TEXAS COURT OF APPEALS, THIRD DISTRICT, AT AUSTIN
NO. 03-99-00202-CR
Mitchell Woodbury, Jr., Appellant
v.
The State of Texas, Appellee
FROM THE DISTRICT COURT OF BELL COUNTY, 27TH JUDICIAL DISTRICT
NO. 48,292, HONORABLE RICK MORRIS, JUDGE PRESIDING
Appellant Mitchell Woodbury pleaded guilty and judicially confessed to the felony
offense of aggravated sexual assault of a child. See Tex. Penal Code Ann. § 22.021(a)(1)(B)
(West 1994 & Supp. 1999). The district court adjudged him guilty and assessed punishment at
imprisonment for forty years. On appeal, appellant asserts that he received ineffective assistance
of counsel during the punishment stage of trial in violation of the Sixth Amendment to the United
States Constitution and article I, section 10 of the Texas Constitution. We will affirm.
FACTUAL AND PROCEDURAL BACKGROUND
Appellant was charged by indictment with intentionally and knowingly causing his
sexual organ to contact and penetrate the female sexual organ of a child younger than 14 years of
age on or about July 22, 1997. On February 8, 1999, appellant waived his right to a trial by jury
and pleaded guilty to aggravated sexual assault of a child. Appellant's judicial confession was
admitted into evidence. The district court deferred a finding of guilt and scheduled a punishment
hearing for February 18, 1999.
Although appellant received both oral and written notice of the punishment hearing,
he failed to appear when the hearing commenced on February 18. The State moved to proceed
in appellant's absence pursuant to article 33.03 of the Texas Code of Criminal Procedure. See
Tex. Code Crim. Proc. Ann. art. 33.03 (West 1989). Appellant's attorney stated that he was not
prepared to proceed without appellant present but could not provide the court with any assurance
that appellant would appear if the hearing was rescheduled. The trial court granted the State's
request to proceed.
Five witnesses testified on behalf of the State, including a bail bondsman, two
minors other than the alleged victim and the minors' guardians. Appellant's attorney did not
cross-examine any of the State's witnesses or object to any of their testimony, nor did he present
any evidence or argument. At the close of the evidence, the court found appellant guilty of
aggravated sexual assault of a child and assessed punishment at imprisonment for forty years. (1)
DISCUSSION
Appellant complains that his trial counsel failed to render effective assistance in six
respects: (1) counsel failed to object to the testimony of the two minors and their guardians based
upon relevancy to the punishment to be assessed for the offense of aggravated sexual assault of a
child; (2) counsel failed to object to the testimony of those witnesses based upon Texas Rule of
Evidence 403; (3) counsel failed to ask a single question of any of the State's witnesses on cross-examination; (4) counsel failed to cross-examine the second minor or object to the admission of
her witness statement; (5) counsel made no final argument; and (6) counsel permitted the State to
argue outside the record without objection. Appellant contends that his attorney's performance
fell below the standard of effective assistance of counsel at the punishment phase of a non-capital
trial as set out in Ex parte Duffy, 607 S.W.2d 507 (Tex. Crim. App. 1980). The Duffy standard
asks "first, whether counsel was reasonably likely to render effective assistance, and second,
whether counsel reasonably rendered effective assistance." Craig v. State, 825 S.W.2d 128, 130
(Tex. Crim. App. 1992).
# # # #
▸ Given task 1:
Tally the lines in the rows below that contain the string "tree", treating case as significant. Reply with the number alone.

▸ Rows excerpted from a collection:
# # # #
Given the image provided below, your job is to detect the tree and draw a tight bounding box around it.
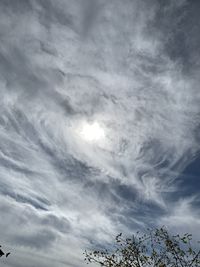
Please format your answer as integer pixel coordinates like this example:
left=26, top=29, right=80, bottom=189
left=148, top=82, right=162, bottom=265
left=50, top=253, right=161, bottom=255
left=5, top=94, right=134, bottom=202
left=84, top=227, right=200, bottom=267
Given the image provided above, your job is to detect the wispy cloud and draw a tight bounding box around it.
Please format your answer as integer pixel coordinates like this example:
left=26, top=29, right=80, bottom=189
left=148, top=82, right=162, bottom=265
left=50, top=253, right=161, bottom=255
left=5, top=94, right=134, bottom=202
left=0, top=0, right=200, bottom=267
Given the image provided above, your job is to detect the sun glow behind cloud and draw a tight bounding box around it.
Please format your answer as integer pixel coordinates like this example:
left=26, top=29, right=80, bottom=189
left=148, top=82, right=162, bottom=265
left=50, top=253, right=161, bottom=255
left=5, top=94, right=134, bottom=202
left=80, top=122, right=105, bottom=142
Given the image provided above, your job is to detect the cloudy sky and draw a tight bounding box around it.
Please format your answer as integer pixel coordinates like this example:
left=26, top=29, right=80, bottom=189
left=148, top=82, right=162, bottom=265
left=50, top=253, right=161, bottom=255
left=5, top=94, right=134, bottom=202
left=0, top=0, right=200, bottom=267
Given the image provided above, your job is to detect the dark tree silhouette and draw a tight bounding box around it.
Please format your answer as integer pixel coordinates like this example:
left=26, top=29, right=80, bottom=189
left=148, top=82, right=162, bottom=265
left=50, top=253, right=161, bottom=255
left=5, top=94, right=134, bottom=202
left=84, top=227, right=200, bottom=267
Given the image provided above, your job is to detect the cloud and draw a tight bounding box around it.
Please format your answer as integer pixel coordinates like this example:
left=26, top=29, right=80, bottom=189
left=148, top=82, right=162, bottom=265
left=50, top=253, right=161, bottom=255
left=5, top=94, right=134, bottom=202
left=0, top=0, right=200, bottom=267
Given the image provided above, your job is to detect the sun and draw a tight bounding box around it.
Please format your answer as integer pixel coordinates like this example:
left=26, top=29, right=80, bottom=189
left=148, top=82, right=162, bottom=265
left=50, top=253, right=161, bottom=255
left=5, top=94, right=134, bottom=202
left=80, top=122, right=105, bottom=142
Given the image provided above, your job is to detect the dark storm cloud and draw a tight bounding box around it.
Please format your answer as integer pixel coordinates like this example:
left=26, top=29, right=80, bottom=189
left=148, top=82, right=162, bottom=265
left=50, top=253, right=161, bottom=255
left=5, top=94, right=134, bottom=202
left=0, top=0, right=200, bottom=267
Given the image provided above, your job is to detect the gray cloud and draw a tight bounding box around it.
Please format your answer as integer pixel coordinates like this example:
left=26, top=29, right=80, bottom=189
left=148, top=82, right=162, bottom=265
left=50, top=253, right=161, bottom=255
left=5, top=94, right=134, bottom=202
left=0, top=0, right=200, bottom=267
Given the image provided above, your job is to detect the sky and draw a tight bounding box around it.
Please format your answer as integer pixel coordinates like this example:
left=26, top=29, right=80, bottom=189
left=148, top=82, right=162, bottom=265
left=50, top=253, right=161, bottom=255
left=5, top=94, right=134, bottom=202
left=0, top=0, right=200, bottom=267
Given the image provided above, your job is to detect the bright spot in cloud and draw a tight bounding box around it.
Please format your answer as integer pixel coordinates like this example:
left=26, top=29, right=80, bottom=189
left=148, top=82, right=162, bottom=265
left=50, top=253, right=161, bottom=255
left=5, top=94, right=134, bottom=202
left=80, top=122, right=105, bottom=142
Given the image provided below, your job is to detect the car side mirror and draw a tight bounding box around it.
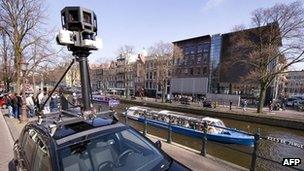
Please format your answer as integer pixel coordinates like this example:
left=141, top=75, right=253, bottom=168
left=154, top=140, right=161, bottom=149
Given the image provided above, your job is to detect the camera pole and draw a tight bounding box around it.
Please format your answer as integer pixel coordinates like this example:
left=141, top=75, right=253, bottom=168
left=73, top=50, right=91, bottom=111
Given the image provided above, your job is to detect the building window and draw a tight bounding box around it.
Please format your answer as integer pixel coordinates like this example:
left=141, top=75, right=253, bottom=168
left=196, top=56, right=202, bottom=64
left=184, top=68, right=188, bottom=74
left=203, top=66, right=208, bottom=75
left=197, top=44, right=203, bottom=53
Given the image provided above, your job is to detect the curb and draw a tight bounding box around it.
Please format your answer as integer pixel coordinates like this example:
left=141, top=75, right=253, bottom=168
left=0, top=109, right=16, bottom=143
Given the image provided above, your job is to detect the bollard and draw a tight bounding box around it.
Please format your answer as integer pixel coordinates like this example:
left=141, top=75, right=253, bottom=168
left=167, top=115, right=172, bottom=143
left=250, top=128, right=260, bottom=171
left=125, top=107, right=128, bottom=125
left=143, top=111, right=147, bottom=136
left=201, top=122, right=208, bottom=157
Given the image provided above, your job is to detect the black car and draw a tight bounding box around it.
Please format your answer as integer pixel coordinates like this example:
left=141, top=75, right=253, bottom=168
left=14, top=111, right=189, bottom=171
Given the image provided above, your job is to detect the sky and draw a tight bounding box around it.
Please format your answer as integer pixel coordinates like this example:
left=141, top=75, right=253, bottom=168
left=46, top=0, right=304, bottom=69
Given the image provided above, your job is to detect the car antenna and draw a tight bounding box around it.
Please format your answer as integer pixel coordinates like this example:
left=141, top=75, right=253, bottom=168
left=38, top=59, right=75, bottom=116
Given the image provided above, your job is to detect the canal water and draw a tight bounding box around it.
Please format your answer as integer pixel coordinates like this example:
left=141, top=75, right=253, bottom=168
left=98, top=104, right=304, bottom=171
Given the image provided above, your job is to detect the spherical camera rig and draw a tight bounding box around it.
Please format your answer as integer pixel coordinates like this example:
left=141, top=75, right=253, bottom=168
left=56, top=7, right=102, bottom=111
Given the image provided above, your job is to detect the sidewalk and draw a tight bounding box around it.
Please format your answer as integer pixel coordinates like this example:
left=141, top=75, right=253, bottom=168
left=0, top=111, right=14, bottom=171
# # # #
▸ Given task 2:
List every distinct calendar date (month, day and year) that appears in the appeals court opinion above, giving each date once.

▸ Finished answer 1:
2

▸ Finished answer 2:
July 22, 1997
February 8, 1999
February 18, 1999